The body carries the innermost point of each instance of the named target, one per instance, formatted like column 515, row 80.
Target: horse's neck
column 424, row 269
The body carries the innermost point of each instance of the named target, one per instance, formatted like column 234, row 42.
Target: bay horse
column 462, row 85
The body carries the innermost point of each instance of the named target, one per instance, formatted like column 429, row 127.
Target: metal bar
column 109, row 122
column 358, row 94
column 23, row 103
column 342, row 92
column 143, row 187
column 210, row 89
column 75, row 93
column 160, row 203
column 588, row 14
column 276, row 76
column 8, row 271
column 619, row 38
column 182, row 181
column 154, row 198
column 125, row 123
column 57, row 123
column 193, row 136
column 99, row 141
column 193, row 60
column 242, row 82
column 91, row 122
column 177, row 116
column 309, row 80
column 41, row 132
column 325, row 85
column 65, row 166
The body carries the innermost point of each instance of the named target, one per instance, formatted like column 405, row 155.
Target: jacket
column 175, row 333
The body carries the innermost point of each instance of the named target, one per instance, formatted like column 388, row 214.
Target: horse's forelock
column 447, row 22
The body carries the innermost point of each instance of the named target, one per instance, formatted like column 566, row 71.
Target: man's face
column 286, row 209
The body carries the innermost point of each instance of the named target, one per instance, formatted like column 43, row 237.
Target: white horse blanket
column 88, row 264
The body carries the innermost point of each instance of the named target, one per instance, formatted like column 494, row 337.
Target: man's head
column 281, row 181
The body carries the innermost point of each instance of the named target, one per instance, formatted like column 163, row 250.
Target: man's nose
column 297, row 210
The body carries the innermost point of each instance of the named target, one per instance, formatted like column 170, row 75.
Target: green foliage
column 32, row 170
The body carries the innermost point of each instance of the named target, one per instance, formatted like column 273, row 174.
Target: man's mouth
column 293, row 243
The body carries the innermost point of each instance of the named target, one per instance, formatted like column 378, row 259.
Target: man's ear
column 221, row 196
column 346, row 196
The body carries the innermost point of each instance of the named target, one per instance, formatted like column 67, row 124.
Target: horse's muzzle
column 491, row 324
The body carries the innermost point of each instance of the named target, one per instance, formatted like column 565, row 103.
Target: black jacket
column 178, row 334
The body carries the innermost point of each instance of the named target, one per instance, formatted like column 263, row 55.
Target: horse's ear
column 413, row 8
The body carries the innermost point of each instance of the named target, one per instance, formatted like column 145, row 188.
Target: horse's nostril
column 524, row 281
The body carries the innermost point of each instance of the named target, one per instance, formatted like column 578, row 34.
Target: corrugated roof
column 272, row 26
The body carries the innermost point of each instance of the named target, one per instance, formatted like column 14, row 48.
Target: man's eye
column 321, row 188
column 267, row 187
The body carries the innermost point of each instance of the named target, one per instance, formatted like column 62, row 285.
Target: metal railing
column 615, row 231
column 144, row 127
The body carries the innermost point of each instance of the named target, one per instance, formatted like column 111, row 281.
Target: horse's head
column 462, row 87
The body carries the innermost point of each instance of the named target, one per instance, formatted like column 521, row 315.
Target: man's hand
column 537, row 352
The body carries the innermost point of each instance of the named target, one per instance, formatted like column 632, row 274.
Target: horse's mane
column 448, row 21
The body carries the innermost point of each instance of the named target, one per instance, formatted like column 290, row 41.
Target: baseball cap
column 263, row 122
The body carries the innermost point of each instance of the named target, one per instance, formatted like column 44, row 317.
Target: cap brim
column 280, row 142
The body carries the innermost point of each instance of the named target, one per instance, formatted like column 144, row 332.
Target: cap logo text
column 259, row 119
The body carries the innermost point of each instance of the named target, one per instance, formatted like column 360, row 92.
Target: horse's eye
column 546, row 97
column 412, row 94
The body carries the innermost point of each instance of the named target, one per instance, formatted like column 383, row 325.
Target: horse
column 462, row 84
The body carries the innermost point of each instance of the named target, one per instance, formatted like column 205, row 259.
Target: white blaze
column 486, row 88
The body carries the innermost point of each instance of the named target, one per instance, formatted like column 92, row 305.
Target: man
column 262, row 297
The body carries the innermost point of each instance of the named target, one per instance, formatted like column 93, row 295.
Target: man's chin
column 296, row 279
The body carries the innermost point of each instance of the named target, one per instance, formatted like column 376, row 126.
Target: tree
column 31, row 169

* * *

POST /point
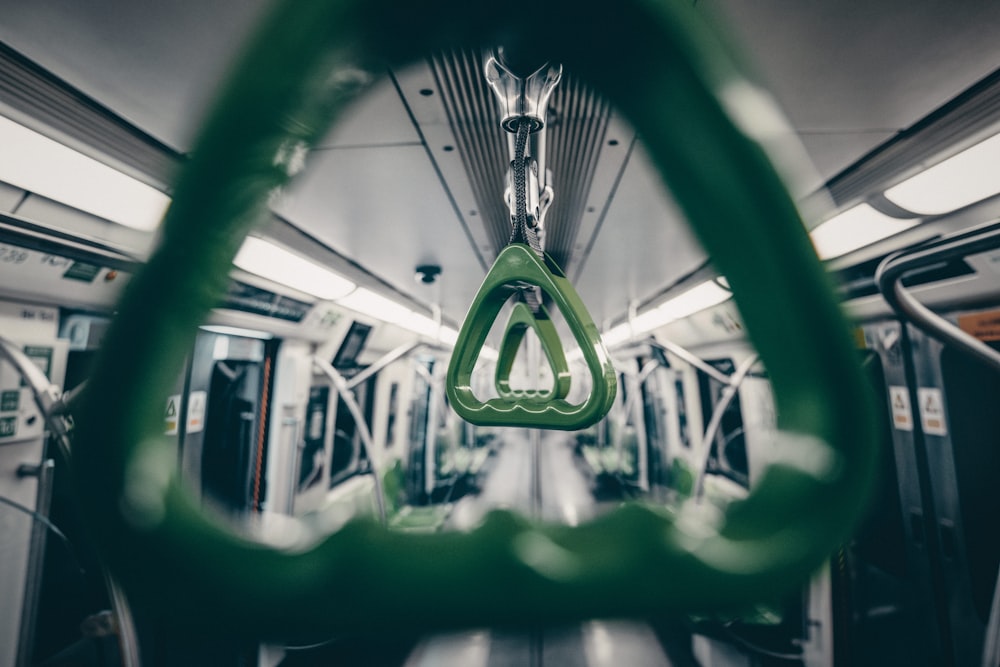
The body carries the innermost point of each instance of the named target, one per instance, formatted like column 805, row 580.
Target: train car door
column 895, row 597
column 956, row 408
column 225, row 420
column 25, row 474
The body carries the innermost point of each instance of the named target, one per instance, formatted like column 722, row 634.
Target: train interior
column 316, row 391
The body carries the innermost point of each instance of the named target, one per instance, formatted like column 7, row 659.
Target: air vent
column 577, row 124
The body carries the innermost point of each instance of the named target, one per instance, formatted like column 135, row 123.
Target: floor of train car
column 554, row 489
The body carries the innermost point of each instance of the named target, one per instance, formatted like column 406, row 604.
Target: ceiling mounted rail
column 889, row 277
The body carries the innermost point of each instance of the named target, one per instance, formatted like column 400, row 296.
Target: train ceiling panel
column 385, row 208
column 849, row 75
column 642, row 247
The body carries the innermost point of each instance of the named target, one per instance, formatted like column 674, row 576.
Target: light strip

What you should do: Above this instruction are the records; retype exactly the lines from the one containing "632, row 274." up to and including the one containing "144, row 332.".

Reply:
The body carries the innermost point of each instance of the named target, one per instance, formatted like column 632, row 274.
Target: horse's mane
column 448, row 21
The body carries the innermost point of each instance of the named target, one per instance, formatted like column 290, row 41.
Target: baseball cap
column 263, row 122
The body carries the innermost point of each instance of the named target, one per instance, formatted like column 44, row 317.
Target: cap brim
column 280, row 142
The body carries the innermost point of each instance of the named target, one per instance, formatted like column 144, row 332.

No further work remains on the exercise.